Convert every line of the rows into a JSON list of strings, one string per line, omitting blank lines. Exclude the pictures from the output.

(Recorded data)
"""

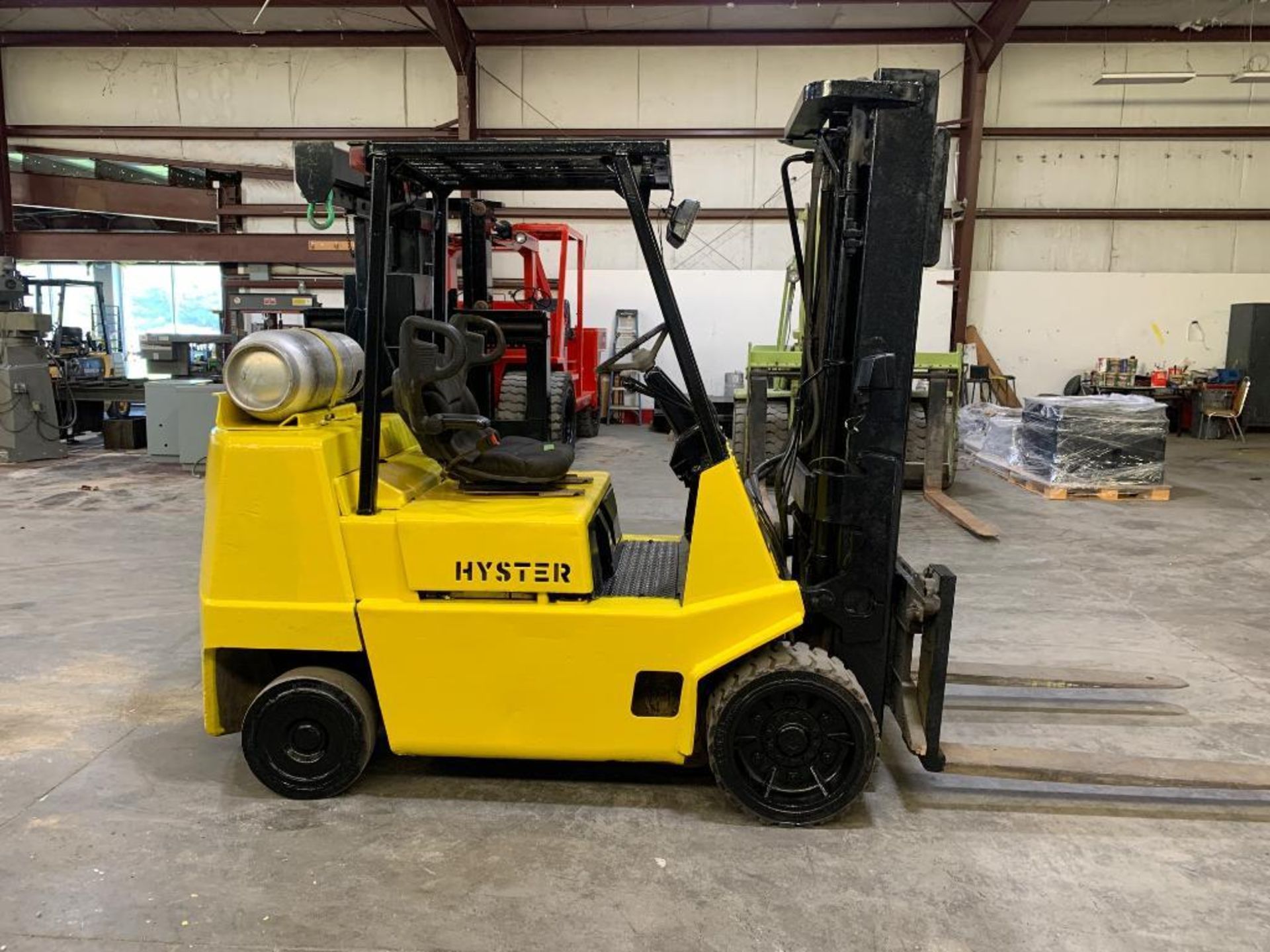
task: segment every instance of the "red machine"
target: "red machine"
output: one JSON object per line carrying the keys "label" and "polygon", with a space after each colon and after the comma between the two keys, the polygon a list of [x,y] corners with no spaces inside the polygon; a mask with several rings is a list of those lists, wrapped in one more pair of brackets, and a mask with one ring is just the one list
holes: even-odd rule
{"label": "red machine", "polygon": [[[490,204],[464,203],[462,231],[451,239],[448,255],[448,287],[507,336],[507,353],[485,386],[474,388],[478,401],[503,433],[565,443],[594,437],[602,331],[583,322],[587,239],[559,222],[495,221]],[[552,253],[554,278],[544,263]],[[519,255],[521,277],[495,277],[495,254]]]}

"""

_THE COMPLETED TASK:_
[
  "task: segment every instance of the \"red machine\"",
  "target: \"red machine\"",
  "output: one JSON object per line carrying the keys \"label\" and \"polygon\", with a space after each colon and after the comma between the two keys, the polygon a list of [x,y] corners with no spaces inside the polygon; a mask with several rings is a list of those lists, wrapped in one more pair of brackets, and a mask with one ring is just the one list",
  "holes: even-odd rule",
  "{\"label\": \"red machine\", \"polygon\": [[[490,204],[464,203],[462,231],[451,239],[448,255],[448,287],[507,336],[507,353],[485,386],[474,388],[478,401],[503,433],[565,443],[594,437],[602,331],[583,322],[587,239],[559,222],[495,221]],[[552,253],[554,278],[544,263]],[[519,255],[521,277],[495,277],[495,254]]]}"
]